▶ _Job_:
Return each line of the items below that contains the string "thickest", matching case exactly.

▶ _Entries supplied_:
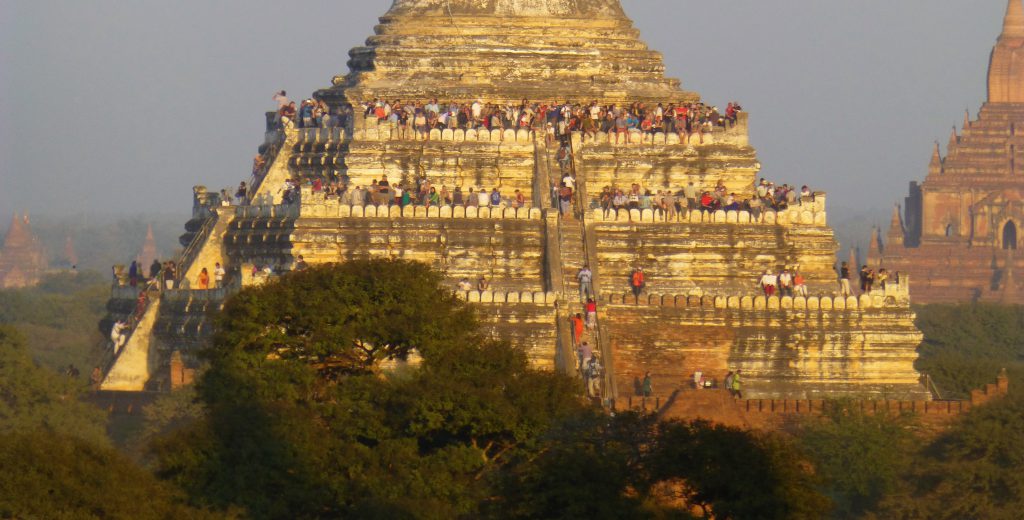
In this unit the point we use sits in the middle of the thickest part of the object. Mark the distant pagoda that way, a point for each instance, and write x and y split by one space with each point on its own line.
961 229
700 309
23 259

==

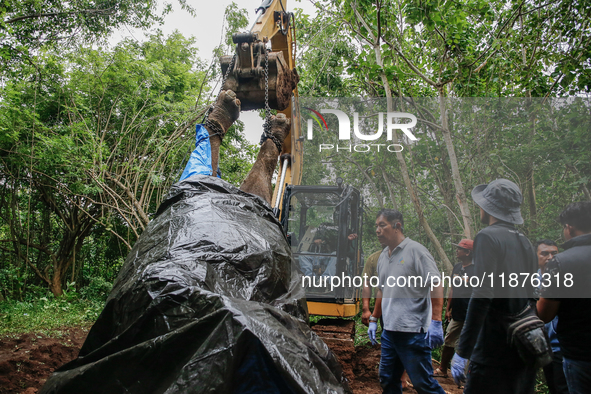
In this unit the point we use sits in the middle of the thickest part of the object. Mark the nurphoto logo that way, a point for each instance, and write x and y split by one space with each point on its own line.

...

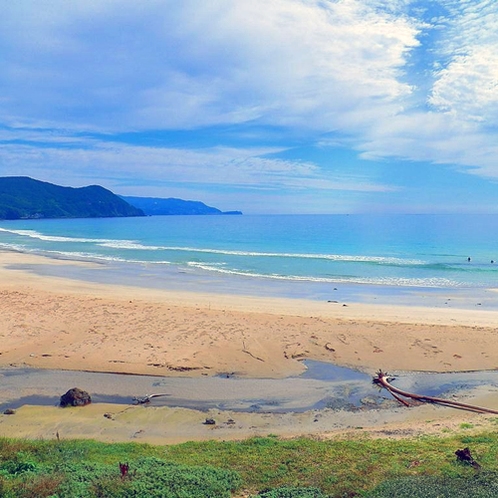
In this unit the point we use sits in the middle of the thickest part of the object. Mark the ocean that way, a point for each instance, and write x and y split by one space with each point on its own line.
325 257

▶ _Final result_:
In this unit the point we use sits in the middle of the thickest part of the object. Mark the distant pagoda that way, a point for each instance, and write x and y split by one space with each point on its own line.
In this unit the point we use sits in the middle of the thickest part of the object. Mark the nurphoto logo that way, a point for each instance, and write x and y split by one space with each point on its own line.
In this unit the point we use sits in the middle of the thickest part of the object. Mark the ocean that way, a point for each instance, and write x and y split by one space with each point on its own line.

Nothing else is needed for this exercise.